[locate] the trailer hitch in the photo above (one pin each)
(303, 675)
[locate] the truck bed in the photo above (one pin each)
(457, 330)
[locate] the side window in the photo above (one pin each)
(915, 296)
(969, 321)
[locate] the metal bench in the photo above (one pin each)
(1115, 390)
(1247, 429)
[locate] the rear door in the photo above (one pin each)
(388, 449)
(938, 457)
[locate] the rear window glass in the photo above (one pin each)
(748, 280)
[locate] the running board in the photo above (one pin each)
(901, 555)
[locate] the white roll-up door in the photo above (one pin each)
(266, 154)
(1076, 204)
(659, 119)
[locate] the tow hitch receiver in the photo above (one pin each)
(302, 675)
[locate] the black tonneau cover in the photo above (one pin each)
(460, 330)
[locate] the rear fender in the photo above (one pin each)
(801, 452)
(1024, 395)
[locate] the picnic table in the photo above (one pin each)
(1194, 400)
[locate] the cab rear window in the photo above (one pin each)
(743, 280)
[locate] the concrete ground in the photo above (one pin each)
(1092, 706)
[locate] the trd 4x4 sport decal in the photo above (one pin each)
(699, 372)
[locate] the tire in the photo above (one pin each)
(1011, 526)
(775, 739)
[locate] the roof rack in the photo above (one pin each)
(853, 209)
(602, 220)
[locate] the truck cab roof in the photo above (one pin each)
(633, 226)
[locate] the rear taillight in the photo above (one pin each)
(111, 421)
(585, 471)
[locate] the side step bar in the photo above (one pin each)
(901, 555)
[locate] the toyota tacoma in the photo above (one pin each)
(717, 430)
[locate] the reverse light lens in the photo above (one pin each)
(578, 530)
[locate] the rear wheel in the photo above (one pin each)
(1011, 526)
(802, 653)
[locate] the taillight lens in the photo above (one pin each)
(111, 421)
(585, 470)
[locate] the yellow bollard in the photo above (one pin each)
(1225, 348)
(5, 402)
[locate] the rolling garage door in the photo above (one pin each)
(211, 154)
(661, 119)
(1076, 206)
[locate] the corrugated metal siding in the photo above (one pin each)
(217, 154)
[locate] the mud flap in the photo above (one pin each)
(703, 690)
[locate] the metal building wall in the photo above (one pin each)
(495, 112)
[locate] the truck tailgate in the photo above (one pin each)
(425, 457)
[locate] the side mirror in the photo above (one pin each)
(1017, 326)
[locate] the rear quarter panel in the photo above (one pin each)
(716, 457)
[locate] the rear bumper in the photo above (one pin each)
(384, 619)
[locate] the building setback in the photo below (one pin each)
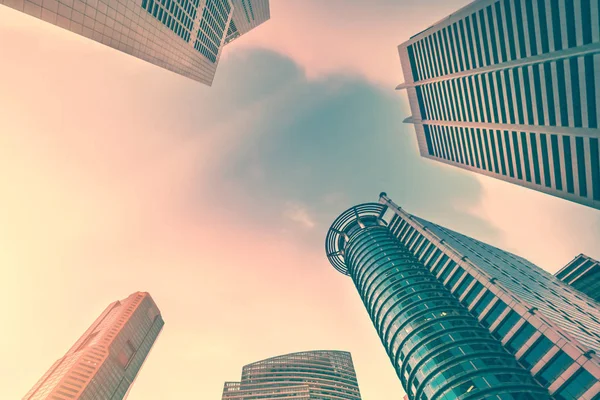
(183, 36)
(583, 273)
(461, 319)
(300, 376)
(511, 89)
(106, 359)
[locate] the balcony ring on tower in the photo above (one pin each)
(345, 226)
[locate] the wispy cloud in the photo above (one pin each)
(299, 214)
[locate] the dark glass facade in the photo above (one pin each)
(444, 304)
(583, 273)
(438, 348)
(309, 375)
(510, 89)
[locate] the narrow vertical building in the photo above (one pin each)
(104, 362)
(583, 273)
(461, 319)
(511, 89)
(301, 376)
(183, 36)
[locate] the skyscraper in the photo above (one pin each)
(247, 15)
(510, 89)
(184, 36)
(583, 273)
(301, 376)
(105, 360)
(461, 319)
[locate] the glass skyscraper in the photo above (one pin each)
(511, 89)
(184, 36)
(300, 376)
(104, 362)
(583, 273)
(461, 319)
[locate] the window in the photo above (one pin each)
(457, 275)
(577, 385)
(505, 326)
(483, 303)
(522, 336)
(494, 313)
(559, 363)
(447, 271)
(473, 293)
(536, 352)
(463, 285)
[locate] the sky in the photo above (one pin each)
(118, 176)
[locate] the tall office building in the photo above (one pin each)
(583, 273)
(247, 15)
(300, 376)
(511, 89)
(461, 319)
(104, 362)
(184, 36)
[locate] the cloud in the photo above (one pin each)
(299, 214)
(548, 231)
(345, 36)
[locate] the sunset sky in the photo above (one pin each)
(117, 176)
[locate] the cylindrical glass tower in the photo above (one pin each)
(439, 350)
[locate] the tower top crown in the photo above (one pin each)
(344, 226)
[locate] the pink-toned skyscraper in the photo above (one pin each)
(104, 362)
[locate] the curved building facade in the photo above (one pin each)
(327, 375)
(437, 347)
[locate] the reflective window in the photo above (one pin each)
(559, 363)
(483, 303)
(494, 313)
(537, 351)
(522, 336)
(505, 326)
(577, 385)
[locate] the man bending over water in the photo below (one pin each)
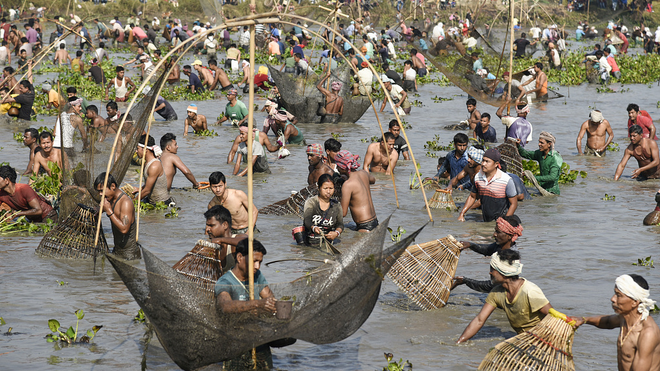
(233, 200)
(377, 158)
(645, 151)
(638, 344)
(599, 135)
(121, 212)
(355, 192)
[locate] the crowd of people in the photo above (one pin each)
(343, 182)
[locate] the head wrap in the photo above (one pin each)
(545, 135)
(507, 228)
(523, 110)
(631, 289)
(476, 154)
(315, 149)
(493, 154)
(596, 116)
(155, 148)
(347, 160)
(503, 266)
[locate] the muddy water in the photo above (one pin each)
(573, 247)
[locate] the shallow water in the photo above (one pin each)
(573, 247)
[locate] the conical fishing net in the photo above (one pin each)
(330, 303)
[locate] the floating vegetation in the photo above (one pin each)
(646, 262)
(70, 336)
(609, 198)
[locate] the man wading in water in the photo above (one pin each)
(355, 192)
(645, 151)
(638, 345)
(599, 135)
(333, 103)
(121, 212)
(233, 200)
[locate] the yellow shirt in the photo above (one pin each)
(54, 98)
(524, 311)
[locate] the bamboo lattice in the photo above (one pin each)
(202, 265)
(425, 271)
(74, 237)
(547, 346)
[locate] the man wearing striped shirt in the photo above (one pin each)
(495, 188)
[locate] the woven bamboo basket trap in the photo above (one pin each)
(425, 271)
(202, 265)
(546, 347)
(74, 237)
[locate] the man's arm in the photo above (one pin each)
(622, 164)
(578, 142)
(468, 204)
(227, 305)
(477, 323)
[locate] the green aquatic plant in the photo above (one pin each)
(646, 262)
(609, 198)
(70, 335)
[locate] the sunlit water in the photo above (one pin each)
(573, 246)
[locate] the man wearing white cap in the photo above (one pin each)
(599, 135)
(638, 345)
(523, 302)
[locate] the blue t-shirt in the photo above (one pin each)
(239, 290)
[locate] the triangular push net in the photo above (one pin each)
(330, 304)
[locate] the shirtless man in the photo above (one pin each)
(376, 159)
(638, 345)
(204, 73)
(355, 192)
(599, 135)
(218, 228)
(474, 116)
(234, 200)
(50, 154)
(645, 151)
(120, 82)
(30, 138)
(221, 78)
(541, 88)
(317, 165)
(334, 104)
(121, 212)
(195, 121)
(171, 161)
(62, 56)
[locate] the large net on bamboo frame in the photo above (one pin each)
(425, 271)
(330, 303)
(73, 238)
(546, 347)
(202, 265)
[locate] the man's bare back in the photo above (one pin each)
(356, 195)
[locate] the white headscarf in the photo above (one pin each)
(631, 289)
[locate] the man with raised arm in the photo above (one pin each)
(171, 161)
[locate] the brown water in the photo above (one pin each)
(573, 247)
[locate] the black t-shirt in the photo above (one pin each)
(97, 74)
(26, 100)
(521, 45)
(394, 76)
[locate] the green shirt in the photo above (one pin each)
(238, 112)
(550, 167)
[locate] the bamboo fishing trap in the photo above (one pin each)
(425, 271)
(546, 347)
(202, 265)
(74, 237)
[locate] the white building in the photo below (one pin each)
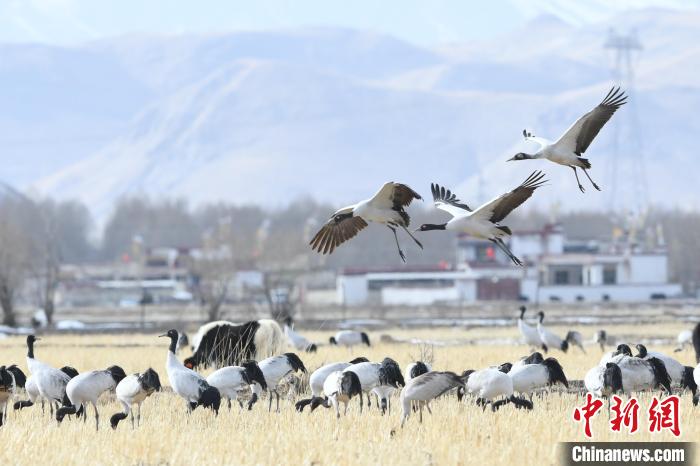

TASK —
Show each line from the records above that contains the string "water", copied in full. Matching is case-sensitive.

THE RESULT —
[locate] the man bending over water in the photo below (one pin each)
[locate] the muddy water in the photo above (one pin each)
[locate] the shallow water in the photo above (one pin each)
[locate] the man wading in water in the photo above (one pin each)
[locate] the sunlit water in the photo above (one pin each)
[locate] the brown water in the photo above (one pin each)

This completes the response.